[Opening Text shown section]

Film: Into the Abyss: A Tale of Death, A Tale of Life
Katrina Zaat is impressed by the preview screening of Werner Herzog’s latest offering.

In 2001, Michael Perry and James Burkett, both nineteen, entered a house in a small Texas town and murdered three people, in order to steal the victims’ car. In his latest documentary, seasoned gazer into the abyss Werner Herzog interviews Perry, who was on death row at the time and was executed during the making of the documentary, and Burkett, who is serving a life sentence and is married to a woman who volunteered to work on his appeal.

[Closing Text shown section]
[Opening Data to examine section]

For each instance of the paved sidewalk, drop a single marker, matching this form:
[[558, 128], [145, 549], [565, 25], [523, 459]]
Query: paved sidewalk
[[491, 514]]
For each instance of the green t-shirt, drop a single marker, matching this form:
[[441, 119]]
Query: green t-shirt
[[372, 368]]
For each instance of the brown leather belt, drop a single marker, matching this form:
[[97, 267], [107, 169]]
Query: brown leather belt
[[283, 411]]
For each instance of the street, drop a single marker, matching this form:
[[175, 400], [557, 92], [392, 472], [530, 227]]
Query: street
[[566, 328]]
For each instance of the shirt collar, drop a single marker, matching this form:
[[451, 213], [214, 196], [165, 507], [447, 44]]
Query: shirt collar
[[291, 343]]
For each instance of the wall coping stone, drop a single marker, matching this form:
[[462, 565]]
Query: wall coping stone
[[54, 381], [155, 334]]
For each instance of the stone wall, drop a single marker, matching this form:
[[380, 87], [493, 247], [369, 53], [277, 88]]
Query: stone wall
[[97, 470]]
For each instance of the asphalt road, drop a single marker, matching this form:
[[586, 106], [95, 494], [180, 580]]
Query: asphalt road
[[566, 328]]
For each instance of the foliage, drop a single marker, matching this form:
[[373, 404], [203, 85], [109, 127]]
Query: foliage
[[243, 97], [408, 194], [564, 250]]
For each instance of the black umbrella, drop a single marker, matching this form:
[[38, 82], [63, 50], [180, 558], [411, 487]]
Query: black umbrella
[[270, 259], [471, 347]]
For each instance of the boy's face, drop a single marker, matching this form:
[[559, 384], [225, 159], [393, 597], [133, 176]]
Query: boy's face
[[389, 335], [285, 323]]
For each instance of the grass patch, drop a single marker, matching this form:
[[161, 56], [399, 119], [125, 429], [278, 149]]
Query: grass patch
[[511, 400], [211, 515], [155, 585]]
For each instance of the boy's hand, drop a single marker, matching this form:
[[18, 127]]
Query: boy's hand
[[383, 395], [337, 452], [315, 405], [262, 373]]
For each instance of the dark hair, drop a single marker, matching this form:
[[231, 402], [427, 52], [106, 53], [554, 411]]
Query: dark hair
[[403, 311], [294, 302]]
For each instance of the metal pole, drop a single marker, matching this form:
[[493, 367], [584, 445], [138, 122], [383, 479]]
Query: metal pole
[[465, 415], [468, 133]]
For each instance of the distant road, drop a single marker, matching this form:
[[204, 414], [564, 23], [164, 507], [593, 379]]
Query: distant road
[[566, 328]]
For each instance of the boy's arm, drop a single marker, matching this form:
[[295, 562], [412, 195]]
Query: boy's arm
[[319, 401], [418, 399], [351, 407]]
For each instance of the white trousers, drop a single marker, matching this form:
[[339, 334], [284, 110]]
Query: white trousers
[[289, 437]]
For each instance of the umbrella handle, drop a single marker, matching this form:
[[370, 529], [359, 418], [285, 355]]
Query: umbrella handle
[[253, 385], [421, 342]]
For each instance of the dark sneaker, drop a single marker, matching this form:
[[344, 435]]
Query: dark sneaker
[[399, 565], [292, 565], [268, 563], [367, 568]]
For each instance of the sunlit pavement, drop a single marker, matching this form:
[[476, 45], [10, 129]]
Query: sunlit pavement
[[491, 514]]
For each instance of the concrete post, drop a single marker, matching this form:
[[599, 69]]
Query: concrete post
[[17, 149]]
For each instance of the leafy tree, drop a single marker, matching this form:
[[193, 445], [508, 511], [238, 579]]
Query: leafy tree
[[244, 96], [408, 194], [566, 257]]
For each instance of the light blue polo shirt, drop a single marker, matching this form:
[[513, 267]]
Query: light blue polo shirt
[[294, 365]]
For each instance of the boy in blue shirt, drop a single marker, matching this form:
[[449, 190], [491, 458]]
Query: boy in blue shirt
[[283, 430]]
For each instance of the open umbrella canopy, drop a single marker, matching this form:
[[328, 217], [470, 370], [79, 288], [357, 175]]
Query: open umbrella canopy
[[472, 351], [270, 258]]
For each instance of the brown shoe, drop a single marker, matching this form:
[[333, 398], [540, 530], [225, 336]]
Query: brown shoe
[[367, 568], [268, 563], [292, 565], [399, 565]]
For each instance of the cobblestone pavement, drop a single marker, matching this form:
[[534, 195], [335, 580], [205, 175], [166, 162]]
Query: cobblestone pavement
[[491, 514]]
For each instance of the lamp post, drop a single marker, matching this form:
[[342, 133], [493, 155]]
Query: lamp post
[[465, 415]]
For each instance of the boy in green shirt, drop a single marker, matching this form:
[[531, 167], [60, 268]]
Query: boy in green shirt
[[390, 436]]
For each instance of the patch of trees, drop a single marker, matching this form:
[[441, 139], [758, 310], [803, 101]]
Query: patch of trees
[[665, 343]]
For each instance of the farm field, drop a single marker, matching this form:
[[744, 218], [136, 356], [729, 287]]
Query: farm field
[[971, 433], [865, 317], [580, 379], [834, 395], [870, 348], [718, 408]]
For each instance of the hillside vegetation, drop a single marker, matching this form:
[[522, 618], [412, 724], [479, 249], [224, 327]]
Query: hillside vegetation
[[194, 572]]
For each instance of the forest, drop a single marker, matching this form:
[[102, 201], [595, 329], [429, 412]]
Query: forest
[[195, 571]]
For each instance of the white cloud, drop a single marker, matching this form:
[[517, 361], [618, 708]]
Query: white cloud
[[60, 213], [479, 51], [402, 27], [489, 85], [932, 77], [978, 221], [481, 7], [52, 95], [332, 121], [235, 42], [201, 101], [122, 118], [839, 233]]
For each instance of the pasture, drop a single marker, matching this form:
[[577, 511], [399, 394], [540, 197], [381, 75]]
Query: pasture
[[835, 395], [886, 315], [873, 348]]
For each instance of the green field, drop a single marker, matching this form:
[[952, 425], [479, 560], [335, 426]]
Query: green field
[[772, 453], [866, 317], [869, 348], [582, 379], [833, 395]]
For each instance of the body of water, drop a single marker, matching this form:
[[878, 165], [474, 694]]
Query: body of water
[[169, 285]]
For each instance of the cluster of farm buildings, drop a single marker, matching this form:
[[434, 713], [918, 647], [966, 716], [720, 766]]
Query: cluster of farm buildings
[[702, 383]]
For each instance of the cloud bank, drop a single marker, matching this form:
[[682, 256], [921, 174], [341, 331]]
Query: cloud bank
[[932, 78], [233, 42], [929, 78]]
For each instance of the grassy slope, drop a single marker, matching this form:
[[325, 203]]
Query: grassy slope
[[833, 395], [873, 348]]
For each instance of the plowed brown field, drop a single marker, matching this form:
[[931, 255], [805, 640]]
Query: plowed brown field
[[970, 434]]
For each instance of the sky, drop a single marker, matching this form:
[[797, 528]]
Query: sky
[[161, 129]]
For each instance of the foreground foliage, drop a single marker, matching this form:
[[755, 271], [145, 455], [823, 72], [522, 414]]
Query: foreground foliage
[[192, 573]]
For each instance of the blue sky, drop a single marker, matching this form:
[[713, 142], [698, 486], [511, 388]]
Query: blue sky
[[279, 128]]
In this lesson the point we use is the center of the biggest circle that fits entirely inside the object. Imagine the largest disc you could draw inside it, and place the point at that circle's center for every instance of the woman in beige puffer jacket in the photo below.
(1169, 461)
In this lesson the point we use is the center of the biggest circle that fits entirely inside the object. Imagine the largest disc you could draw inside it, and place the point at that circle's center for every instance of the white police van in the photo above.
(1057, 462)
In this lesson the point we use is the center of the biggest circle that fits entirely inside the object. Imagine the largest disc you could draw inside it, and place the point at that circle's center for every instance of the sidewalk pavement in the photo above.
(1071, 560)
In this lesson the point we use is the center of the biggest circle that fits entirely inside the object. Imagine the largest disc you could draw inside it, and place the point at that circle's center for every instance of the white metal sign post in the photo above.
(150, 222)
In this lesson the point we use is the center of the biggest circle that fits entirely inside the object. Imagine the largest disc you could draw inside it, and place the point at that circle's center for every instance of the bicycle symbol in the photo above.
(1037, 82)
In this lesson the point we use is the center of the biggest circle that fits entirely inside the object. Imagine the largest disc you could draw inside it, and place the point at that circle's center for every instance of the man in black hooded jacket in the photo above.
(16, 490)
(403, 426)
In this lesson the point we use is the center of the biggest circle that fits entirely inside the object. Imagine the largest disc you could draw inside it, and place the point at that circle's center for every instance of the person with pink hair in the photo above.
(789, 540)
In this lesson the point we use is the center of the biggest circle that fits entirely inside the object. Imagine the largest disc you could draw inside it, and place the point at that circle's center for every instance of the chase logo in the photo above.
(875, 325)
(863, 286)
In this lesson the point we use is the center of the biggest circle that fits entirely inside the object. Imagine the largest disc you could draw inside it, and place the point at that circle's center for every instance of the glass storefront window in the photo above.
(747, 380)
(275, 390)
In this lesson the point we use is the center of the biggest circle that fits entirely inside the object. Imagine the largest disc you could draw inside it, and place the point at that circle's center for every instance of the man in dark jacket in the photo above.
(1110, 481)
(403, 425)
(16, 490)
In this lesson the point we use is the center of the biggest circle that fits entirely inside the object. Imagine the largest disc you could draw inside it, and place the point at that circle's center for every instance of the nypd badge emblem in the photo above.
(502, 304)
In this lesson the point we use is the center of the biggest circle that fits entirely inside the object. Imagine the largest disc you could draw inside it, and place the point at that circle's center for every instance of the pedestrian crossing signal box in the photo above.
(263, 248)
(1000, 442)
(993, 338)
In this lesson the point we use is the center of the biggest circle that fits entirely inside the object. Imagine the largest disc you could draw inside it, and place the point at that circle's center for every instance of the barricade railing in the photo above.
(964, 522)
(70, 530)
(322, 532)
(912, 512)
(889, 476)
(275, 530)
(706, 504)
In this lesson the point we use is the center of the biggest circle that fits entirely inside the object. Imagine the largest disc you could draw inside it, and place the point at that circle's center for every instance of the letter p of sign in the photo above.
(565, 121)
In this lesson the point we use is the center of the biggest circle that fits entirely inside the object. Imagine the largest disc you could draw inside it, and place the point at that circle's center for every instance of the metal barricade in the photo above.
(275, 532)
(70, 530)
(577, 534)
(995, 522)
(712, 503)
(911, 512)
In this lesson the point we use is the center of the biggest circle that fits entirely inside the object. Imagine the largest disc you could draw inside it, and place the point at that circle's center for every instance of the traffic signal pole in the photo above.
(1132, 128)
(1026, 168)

[Closing Data to examine section]

*About this exercise:*
Please carry on the Into the Abyss review with the next part, starting right after its last sentence.

*Expected output:*
Perry and Berkett almost certainly did it, and that’s important. But nobody’s stories quite square. Neither man owns the murders, each blaming the other. Mysterious accomplices appear and disappear from their stories. DNA-smeared evidence “was planted there or something.” Herzog speaks with cops, witnesses, relatives of the victims, and the various functionaries who attend on the complex, bureaucratised ritual that is capital punishment in Texas – and almost all of them speak with a certain appalled somnolence, as if they were dissociating. There are a few moments when an interviewee, patiently drawn out, will suddenly become completely present and aware. This snap to attention always seems to coincide with an intuitive, instant and total revulsion against the taking of life.
The art of this film – and it is considerable – is finally to suggest that intentional killing, whether it's kids looking to jack a car, or a squad of five executioners with a gurney and a drip, or the lawmakers who make such an outcome possible, can only be carried out in this deranged, half-asleep, dissociative state. And tracking this collective madness to its source is never going to be a simple matter. Abyss gives the final word to a veteran executioner who presided over 120 killings before deciding he had had enough. He is the lucid, culpable sage of the piece – the man who woke up.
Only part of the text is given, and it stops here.